**Consignas**
[A] En el texto sobre la laguna de Herradura, ¿a qué se debe el nombre de la laguna?
[B] Transcribe sin cambios un fragmento del texto sobre la laguna de Herradura: comienza en las palabras "Desde el monte" y detente después de "gigantesco parque natural.".

El embarcadero de la laguna de Herradura, mirándolo desde el alto terraplén costero, aparece cercado por enormes camalotes; el embarcadero es apenas una angosta empalizada de madera que se adentra en las quietas aguas, muy cerca de la ciudad de Formosa.
Sin embargo, si el viajero no supiera de esa cercanía urbana, la espesa vegetación de floresta, el silencio del mediodía y el sol pegando fuerte remitirían a paisajes lejanos y salvajes.
Chivo, un correntino del barrio de Camba-Cúa, es quien maneja la lancha que empuja el camalotal. Y mientras la embarcación busca aguas abiertas el guía explica que el nombre de esa laguna que desemboca en el río Paraguay se debe a la forma de su cauce.
Ahora, la lancha se desliza velozmente por la gran laguna, en cuyos riachos interiores se capturan desde surubíes y dorados hasta pacúes, bagres y la codiciada corvina blanca de río. Pesqueros vírgenes que asombran a los deportistas del silencio.
Desde el monte profundo sale el grito de un tero y entre los pajonales de la costa un par de pescadores se bambolea sobre un bote. Y es allí, camino al río Paraguay, cuando Formosa se convierte en un gigantesco parque natural.
La estancia de los Cid
Chivo, que también arregla motores en el camping de Herradura, se reconoce como un fanático cazador de palomas y torcazas. De pronto el guía interrumpe el relato, aminora la marcha y enfila hacia las orillas coloradas de la estancia de los Cid. Allí es preciso empujar la embarcación, fondearla sobre la tierra y subir por una empinada escalera de hormigón.
El parque de la estancia es un derroche de crotones rojizos y plantas tropicales. En el medio se levanta la casona que perteneció a los Dos Santos, una tradicional familia paraguaya, en la que se mezclan los estilos colonial español y criollo.
Pero es Clarita Cid, la dueña actual, la encargada de relatar que esta casa se construyó hace 50 años sobre 20 mil hectáreas, de las cuales les quedaron 2.600. La casona tiene techos altísimos y a dos aguas, y muebles antiguos y oscuros.

[Registros tomados de un conjunto de datos]
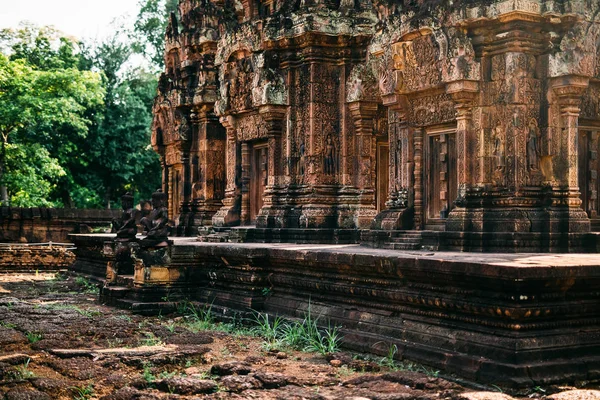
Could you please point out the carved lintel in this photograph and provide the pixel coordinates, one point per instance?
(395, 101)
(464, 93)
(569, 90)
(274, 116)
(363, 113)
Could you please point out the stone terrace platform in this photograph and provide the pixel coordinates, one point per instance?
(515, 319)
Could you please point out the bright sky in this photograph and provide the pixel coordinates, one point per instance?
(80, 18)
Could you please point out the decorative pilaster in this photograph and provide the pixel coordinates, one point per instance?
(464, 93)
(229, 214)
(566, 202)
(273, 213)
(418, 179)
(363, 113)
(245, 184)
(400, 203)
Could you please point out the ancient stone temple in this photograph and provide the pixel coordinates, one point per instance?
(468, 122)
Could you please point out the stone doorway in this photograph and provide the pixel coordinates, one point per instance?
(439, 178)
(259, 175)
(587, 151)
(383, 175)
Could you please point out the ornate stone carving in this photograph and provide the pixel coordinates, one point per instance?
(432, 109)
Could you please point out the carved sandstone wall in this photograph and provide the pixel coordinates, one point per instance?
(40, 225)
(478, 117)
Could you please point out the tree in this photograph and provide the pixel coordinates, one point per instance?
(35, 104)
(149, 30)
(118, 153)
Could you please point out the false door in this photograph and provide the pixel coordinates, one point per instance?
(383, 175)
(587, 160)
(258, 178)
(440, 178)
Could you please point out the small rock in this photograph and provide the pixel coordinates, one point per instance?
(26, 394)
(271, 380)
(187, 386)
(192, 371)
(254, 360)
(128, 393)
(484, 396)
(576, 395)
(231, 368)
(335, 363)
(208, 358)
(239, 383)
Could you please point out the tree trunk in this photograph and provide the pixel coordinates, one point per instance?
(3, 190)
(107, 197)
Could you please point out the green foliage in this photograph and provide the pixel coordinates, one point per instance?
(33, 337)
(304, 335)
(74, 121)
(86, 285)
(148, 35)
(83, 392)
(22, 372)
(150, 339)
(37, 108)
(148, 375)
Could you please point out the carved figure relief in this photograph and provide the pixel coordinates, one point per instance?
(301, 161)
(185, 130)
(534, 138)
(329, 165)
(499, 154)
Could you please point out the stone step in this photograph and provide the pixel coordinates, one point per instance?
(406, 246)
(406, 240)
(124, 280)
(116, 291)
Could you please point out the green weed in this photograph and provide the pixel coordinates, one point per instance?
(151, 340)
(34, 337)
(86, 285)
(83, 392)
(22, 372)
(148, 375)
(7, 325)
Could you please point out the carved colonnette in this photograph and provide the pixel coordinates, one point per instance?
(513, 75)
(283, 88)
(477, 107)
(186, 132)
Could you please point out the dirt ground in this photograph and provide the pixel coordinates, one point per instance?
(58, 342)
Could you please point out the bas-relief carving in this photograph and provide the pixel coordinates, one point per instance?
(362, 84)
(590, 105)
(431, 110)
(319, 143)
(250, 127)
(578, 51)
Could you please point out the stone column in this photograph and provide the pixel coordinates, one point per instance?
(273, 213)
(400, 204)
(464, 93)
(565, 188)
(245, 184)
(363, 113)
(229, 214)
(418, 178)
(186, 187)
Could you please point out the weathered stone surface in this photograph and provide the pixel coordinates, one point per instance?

**Respuestas por consigna**
[A] A la forma de su cauce.

[B]
Desde el monte profundo sale el grito de un tero y entre los pajonales de la costa un par de pescadores se bambolea sobre un bote. Y es allí, camino al río Paraguay, cuando Formosa se convierte en un gigantesco parque natural.